• [RECORDS SUPPLIED]
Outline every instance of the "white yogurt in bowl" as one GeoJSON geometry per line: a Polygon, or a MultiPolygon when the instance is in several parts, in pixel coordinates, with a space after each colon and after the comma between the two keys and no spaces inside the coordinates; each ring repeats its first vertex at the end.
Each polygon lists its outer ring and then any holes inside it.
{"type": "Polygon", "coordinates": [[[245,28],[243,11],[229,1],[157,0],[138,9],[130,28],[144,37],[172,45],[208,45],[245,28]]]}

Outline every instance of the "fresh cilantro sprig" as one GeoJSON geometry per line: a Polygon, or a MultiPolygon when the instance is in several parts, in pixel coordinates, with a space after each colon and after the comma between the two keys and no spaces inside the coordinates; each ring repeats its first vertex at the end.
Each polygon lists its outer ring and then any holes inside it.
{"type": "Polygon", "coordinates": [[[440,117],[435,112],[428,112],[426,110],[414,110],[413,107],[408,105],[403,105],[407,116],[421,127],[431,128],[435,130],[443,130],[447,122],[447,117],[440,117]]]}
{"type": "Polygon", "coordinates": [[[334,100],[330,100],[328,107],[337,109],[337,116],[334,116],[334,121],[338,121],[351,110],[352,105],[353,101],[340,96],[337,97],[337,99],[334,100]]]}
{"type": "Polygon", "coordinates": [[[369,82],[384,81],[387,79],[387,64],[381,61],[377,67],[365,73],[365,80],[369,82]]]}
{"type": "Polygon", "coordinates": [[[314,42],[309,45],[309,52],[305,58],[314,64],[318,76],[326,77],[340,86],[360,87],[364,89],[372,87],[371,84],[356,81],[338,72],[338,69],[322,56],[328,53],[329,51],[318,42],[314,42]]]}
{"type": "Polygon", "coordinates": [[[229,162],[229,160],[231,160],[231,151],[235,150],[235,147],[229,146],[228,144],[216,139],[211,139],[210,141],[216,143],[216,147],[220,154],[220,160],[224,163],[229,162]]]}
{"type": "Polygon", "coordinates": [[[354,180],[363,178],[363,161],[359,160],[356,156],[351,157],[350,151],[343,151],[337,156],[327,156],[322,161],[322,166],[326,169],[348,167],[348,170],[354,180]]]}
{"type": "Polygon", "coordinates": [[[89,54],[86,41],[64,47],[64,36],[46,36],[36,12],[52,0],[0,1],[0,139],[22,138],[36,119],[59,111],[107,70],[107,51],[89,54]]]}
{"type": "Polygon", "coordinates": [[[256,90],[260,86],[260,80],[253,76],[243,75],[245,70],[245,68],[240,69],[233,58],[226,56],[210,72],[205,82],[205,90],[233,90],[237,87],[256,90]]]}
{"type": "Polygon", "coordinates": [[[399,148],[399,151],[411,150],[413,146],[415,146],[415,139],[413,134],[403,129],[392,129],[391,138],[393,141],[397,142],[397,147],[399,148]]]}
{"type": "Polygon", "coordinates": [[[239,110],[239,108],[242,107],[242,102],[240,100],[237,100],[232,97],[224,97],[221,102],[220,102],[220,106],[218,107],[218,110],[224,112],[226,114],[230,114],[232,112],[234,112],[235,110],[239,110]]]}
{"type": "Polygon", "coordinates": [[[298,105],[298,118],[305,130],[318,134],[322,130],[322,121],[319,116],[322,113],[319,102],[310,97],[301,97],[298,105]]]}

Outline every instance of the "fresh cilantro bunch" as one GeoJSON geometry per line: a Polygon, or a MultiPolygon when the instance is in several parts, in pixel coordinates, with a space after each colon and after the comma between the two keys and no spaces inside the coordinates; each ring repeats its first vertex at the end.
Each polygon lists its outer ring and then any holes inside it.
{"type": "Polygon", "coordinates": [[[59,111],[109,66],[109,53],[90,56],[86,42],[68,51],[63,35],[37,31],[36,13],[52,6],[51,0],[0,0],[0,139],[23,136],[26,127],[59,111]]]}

--

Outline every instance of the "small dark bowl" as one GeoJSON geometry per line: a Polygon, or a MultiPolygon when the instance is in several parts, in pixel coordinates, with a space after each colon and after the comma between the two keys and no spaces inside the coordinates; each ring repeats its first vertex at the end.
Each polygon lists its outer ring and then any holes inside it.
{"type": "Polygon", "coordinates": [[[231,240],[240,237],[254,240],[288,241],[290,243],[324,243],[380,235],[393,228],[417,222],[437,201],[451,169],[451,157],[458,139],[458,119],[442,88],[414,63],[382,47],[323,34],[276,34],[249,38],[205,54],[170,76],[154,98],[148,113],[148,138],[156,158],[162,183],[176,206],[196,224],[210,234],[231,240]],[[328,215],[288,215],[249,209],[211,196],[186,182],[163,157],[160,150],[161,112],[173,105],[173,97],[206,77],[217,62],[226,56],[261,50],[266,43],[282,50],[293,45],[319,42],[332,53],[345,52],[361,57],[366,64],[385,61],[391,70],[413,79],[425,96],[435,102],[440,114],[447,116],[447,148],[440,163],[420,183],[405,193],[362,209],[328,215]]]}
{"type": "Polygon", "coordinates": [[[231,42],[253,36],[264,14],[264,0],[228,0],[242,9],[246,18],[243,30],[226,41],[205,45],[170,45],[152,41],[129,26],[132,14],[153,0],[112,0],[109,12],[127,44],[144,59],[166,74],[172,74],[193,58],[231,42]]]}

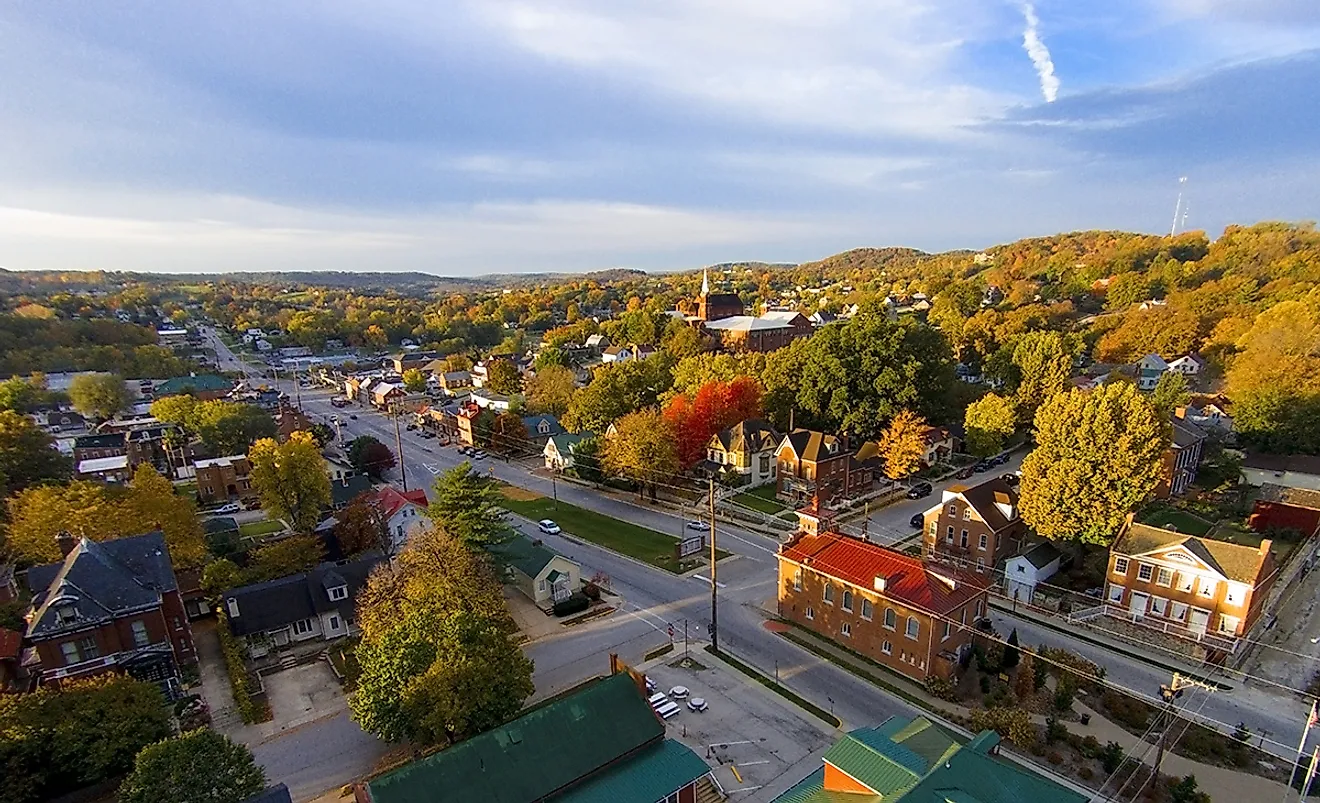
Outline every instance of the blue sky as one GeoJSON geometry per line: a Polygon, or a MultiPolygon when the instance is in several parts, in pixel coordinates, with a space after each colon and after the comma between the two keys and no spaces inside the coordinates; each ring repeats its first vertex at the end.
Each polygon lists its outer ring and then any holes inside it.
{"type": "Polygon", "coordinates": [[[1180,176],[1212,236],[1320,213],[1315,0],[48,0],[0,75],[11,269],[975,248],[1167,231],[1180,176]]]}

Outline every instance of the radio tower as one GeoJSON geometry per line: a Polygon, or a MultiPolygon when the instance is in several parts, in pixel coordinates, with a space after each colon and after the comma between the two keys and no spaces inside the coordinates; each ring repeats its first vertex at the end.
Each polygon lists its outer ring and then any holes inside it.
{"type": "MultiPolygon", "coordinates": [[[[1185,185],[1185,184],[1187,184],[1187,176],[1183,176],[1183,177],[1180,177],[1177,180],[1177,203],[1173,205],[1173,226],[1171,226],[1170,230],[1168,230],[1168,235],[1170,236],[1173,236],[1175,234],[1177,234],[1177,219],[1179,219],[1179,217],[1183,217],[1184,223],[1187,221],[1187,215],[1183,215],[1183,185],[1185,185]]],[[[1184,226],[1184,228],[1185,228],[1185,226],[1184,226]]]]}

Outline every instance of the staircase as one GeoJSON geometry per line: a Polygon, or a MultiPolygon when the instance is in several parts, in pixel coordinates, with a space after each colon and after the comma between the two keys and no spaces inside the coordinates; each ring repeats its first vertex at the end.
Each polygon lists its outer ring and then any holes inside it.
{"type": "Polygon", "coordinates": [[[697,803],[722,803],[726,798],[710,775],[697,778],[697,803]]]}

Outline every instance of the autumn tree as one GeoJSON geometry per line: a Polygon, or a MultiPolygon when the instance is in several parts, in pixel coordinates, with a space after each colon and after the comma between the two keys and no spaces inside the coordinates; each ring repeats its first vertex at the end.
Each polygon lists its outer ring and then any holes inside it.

• [WRITTEN TASK]
List every line of the data above that contains the string "dark", matching case exactly.

• [CORRECT RESPONSE]
Outline every instance of the "small dark bowl" as one GeoJSON geometry per line: a Polygon, or a MultiPolygon when the instance is in several parts, in pixel coordinates, with a space after each colon and after the comma between the two keys and no spaces inside the coordinates; each ring repeats its first vertex at the end.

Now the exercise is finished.